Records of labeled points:

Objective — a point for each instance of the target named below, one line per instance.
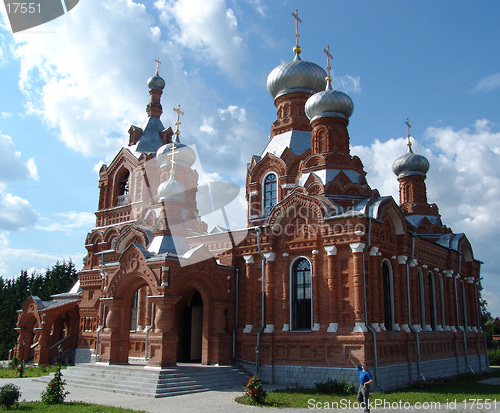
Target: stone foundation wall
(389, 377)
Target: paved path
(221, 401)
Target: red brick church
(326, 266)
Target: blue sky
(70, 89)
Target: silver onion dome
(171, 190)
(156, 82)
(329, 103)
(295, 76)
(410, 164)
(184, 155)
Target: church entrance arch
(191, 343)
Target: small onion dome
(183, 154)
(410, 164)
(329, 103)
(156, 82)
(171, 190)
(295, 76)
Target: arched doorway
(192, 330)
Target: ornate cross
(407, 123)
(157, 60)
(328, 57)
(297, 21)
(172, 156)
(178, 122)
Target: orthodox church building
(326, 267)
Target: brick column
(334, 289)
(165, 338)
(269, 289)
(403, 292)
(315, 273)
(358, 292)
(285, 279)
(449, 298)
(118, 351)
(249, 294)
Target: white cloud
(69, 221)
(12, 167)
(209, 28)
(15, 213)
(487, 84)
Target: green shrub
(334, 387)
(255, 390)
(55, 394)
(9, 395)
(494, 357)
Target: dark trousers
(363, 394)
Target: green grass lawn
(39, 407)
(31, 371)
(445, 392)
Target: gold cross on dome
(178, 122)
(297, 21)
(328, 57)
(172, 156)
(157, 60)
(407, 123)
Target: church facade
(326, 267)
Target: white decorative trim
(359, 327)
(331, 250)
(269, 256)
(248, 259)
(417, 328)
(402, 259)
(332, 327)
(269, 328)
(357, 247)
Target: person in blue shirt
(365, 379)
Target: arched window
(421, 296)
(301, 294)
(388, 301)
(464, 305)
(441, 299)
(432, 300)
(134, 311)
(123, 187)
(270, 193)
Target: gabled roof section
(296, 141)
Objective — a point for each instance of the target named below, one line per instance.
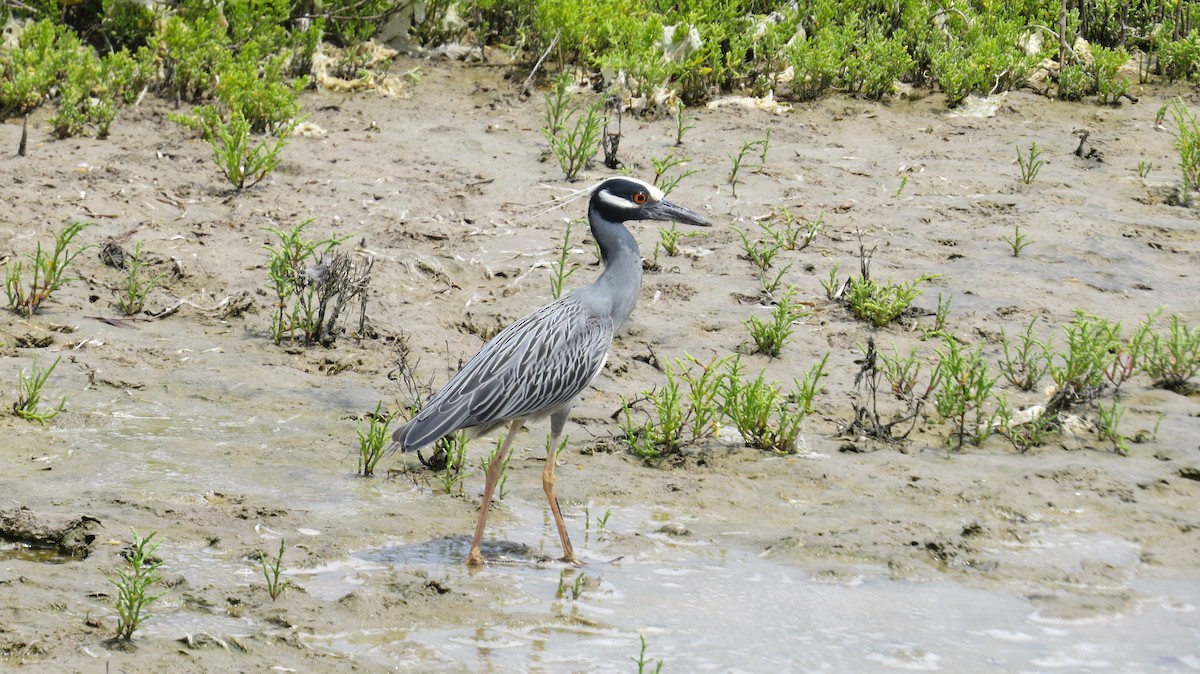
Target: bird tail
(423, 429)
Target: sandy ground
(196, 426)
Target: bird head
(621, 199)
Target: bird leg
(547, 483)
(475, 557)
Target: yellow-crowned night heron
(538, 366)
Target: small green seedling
---
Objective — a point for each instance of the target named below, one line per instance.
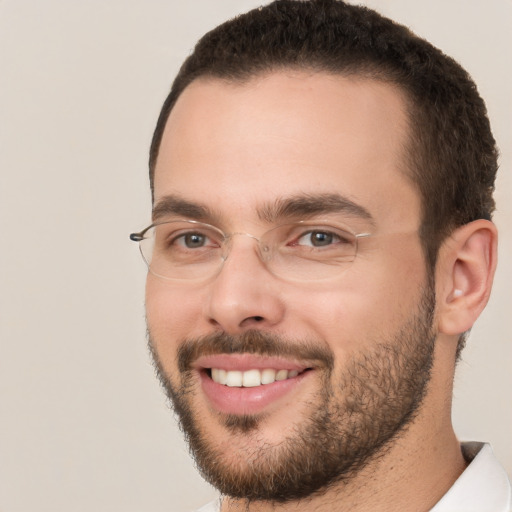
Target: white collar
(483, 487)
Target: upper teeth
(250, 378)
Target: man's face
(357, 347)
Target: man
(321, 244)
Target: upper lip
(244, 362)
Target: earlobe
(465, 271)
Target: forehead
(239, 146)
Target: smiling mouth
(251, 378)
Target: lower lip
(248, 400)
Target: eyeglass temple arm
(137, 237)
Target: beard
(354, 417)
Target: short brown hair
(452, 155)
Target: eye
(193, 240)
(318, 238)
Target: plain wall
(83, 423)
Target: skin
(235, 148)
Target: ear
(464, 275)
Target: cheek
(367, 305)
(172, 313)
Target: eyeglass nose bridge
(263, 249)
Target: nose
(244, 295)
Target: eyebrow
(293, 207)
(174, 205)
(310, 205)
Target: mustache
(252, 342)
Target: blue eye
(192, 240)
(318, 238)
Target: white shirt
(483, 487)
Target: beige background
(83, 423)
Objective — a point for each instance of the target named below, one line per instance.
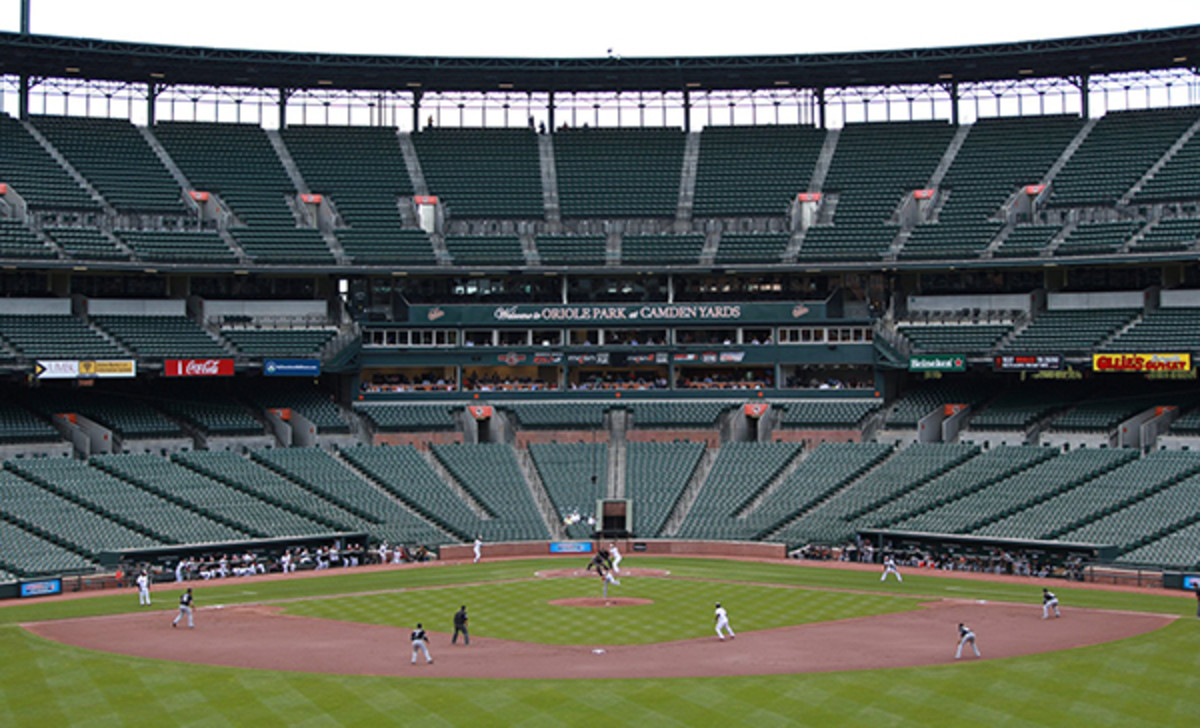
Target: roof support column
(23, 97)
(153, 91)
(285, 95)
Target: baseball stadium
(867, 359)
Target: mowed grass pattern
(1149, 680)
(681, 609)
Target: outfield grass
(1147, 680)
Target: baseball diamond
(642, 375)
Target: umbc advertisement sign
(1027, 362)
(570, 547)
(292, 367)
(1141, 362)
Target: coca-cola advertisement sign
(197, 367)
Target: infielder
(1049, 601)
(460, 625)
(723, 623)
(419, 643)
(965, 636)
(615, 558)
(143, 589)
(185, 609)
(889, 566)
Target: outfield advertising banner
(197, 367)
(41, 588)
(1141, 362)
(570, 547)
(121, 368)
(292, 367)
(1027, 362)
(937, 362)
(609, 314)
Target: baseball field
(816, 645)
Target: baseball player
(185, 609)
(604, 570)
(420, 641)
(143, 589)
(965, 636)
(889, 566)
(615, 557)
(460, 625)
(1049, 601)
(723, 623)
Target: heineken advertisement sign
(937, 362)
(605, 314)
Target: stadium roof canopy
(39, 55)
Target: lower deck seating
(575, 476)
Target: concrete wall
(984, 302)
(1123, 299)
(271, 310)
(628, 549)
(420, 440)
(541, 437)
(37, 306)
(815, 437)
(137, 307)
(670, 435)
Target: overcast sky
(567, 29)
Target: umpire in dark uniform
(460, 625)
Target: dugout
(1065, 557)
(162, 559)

### Task description
Select every line in the data above that contains the string "onion", matching case exactly.

### Solved problem
Target: silver onion dome
Target: small onion dome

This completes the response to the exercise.